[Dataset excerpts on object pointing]

--- Start ---

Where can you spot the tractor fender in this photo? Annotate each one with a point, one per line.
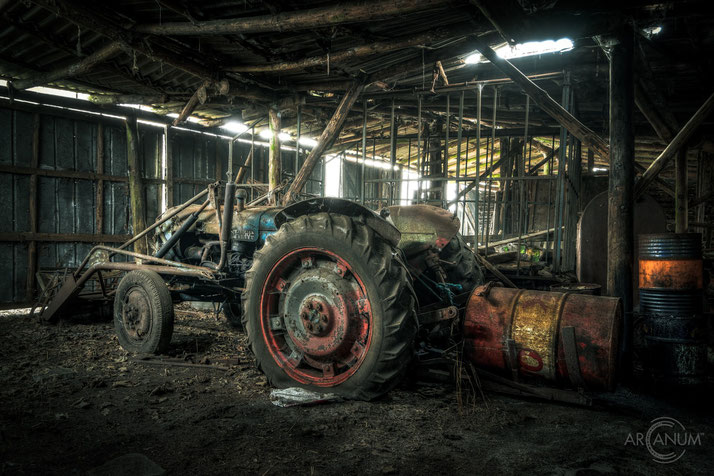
(423, 227)
(379, 225)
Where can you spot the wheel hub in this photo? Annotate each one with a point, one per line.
(314, 323)
(136, 313)
(316, 316)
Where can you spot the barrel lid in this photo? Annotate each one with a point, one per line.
(670, 246)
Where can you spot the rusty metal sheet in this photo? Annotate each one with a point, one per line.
(423, 226)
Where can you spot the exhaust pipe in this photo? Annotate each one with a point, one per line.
(225, 236)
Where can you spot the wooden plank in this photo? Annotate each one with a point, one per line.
(677, 143)
(99, 220)
(680, 188)
(77, 68)
(348, 12)
(328, 136)
(274, 152)
(169, 176)
(136, 189)
(32, 245)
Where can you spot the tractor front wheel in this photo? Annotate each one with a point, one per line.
(329, 306)
(143, 313)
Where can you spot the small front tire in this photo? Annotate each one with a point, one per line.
(143, 313)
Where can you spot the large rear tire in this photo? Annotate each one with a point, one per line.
(329, 306)
(143, 313)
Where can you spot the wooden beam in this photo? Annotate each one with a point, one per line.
(546, 103)
(99, 218)
(371, 49)
(168, 133)
(620, 211)
(322, 17)
(80, 14)
(136, 189)
(328, 136)
(680, 187)
(114, 99)
(274, 152)
(75, 69)
(506, 16)
(32, 205)
(197, 97)
(658, 181)
(701, 199)
(677, 143)
(652, 114)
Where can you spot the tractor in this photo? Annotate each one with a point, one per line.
(331, 294)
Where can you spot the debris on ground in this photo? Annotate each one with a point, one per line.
(294, 396)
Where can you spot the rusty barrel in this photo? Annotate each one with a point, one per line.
(577, 288)
(562, 337)
(671, 283)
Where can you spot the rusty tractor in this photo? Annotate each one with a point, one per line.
(331, 294)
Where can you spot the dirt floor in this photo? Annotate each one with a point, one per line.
(71, 399)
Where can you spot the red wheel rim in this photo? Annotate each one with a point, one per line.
(315, 317)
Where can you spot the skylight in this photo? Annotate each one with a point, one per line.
(522, 50)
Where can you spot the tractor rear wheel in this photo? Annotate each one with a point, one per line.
(329, 306)
(143, 313)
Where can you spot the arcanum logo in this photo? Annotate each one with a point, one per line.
(666, 439)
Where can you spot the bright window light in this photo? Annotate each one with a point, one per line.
(652, 30)
(307, 141)
(524, 49)
(333, 174)
(534, 48)
(235, 127)
(473, 58)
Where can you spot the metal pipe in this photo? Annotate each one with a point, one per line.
(143, 233)
(173, 239)
(225, 235)
(134, 266)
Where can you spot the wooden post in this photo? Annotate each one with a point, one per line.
(546, 103)
(274, 153)
(328, 136)
(620, 239)
(136, 189)
(32, 245)
(678, 142)
(169, 168)
(680, 188)
(99, 219)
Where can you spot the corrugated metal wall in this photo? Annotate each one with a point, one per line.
(75, 166)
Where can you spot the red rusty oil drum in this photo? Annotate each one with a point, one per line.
(527, 331)
(671, 273)
(671, 282)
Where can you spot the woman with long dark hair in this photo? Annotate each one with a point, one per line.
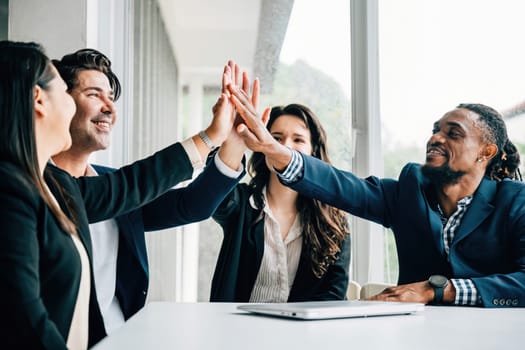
(280, 246)
(47, 296)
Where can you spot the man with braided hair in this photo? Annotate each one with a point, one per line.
(458, 220)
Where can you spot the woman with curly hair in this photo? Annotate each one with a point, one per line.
(280, 246)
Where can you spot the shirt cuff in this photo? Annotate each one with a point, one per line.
(466, 292)
(294, 170)
(226, 170)
(193, 154)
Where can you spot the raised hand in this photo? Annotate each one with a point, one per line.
(232, 150)
(253, 130)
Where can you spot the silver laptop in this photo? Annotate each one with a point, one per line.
(316, 310)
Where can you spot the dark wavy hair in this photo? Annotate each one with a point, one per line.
(86, 59)
(505, 164)
(23, 66)
(324, 227)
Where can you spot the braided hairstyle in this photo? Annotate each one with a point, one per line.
(505, 164)
(86, 59)
(324, 227)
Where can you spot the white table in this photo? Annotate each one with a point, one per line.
(163, 325)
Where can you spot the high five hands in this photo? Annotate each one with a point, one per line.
(252, 130)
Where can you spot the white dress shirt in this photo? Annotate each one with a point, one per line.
(280, 259)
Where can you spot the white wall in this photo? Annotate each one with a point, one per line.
(59, 25)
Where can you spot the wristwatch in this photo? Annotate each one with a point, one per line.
(438, 282)
(204, 137)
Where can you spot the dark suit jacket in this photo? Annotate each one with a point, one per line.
(40, 267)
(489, 245)
(241, 255)
(192, 203)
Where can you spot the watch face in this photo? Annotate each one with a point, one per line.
(438, 281)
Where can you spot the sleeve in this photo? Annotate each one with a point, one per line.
(371, 198)
(195, 202)
(25, 320)
(466, 292)
(294, 170)
(335, 282)
(507, 289)
(135, 185)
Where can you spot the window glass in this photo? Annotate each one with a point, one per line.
(314, 70)
(435, 54)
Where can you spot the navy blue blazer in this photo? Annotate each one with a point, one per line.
(181, 206)
(241, 255)
(489, 245)
(39, 265)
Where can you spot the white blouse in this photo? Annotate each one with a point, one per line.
(280, 259)
(78, 331)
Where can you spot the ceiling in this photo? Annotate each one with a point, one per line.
(206, 33)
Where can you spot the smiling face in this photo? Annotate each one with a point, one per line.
(292, 132)
(455, 146)
(91, 126)
(61, 108)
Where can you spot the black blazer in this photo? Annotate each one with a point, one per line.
(489, 244)
(40, 267)
(181, 206)
(241, 255)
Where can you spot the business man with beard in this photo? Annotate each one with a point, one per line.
(458, 220)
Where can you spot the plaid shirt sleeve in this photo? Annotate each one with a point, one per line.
(466, 292)
(294, 170)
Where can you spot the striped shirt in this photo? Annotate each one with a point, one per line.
(466, 292)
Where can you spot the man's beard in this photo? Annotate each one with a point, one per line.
(442, 175)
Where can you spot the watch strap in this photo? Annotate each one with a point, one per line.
(204, 137)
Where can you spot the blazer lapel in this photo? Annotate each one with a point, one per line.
(479, 209)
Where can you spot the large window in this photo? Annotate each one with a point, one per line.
(314, 69)
(435, 54)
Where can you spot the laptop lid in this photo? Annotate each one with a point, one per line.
(317, 310)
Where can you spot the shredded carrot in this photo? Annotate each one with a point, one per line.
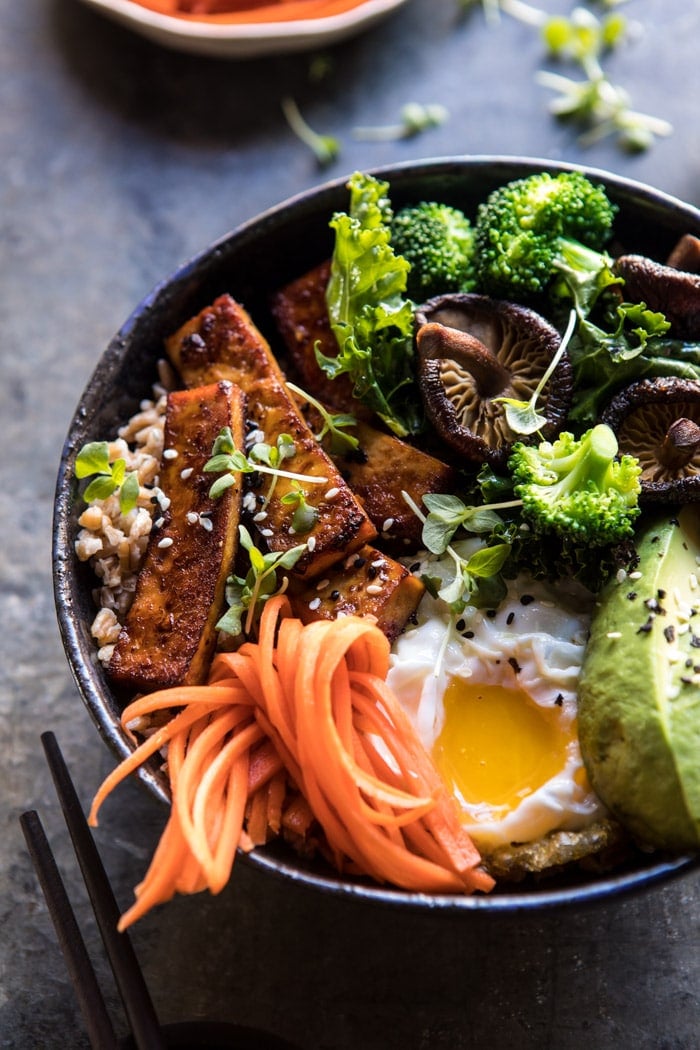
(296, 731)
(247, 12)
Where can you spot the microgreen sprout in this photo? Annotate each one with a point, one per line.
(228, 461)
(334, 423)
(602, 108)
(415, 118)
(481, 569)
(93, 460)
(248, 594)
(324, 147)
(304, 516)
(523, 416)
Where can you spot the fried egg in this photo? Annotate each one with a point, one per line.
(493, 698)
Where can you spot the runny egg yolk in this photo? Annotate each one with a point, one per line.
(496, 747)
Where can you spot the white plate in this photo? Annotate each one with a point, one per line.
(228, 40)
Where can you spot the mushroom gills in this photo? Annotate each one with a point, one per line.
(474, 351)
(658, 421)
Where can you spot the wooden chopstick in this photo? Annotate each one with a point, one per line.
(138, 1004)
(87, 990)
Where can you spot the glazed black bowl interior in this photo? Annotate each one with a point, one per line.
(250, 264)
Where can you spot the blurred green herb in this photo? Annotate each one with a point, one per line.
(414, 119)
(93, 460)
(324, 147)
(600, 107)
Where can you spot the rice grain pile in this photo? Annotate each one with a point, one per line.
(114, 543)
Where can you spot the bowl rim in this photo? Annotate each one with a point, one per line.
(241, 39)
(262, 859)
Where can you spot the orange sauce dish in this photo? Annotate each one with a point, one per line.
(250, 11)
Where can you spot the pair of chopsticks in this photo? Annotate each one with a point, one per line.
(146, 1031)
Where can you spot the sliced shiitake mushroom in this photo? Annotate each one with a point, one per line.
(675, 293)
(472, 351)
(658, 421)
(685, 254)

--- End ---

Repeat word for word the lines running from the line containing "Where can you spot the mushroom" to the end of the entries above, inclusive.

- [Output below]
Where can you spot the mushroom gills in this photo? Annotate each one with a point, one per line.
(474, 351)
(658, 421)
Where can you spot the wooden chopstick in this photo? Annotate each one with a point, one per line.
(138, 1004)
(87, 990)
Where can you spot the glazed black bowl interior in this photo? Annotate each one with a point, one per line.
(250, 264)
Where can you spot the blurred green herb in this photo? Annotate each one with a point, one per line.
(414, 119)
(93, 460)
(324, 147)
(600, 107)
Where can you spot the rice grain pile in this photo? Annotate each one with a point, one per line.
(114, 543)
Where can you spot the bowl rim in this photo? Annotate each one with a point, one per line.
(241, 39)
(262, 859)
Where can you spot the orange sauce dish in this photo? Annotate each one with a point, one per line.
(250, 11)
Where can you spot the pair of chopsticks in this photo? Annotate each one with a point, one per line.
(146, 1031)
Where can you spot the sliced shiitake mushroom in this photo? Annotate each one with a point, one per line.
(675, 293)
(472, 351)
(658, 421)
(685, 254)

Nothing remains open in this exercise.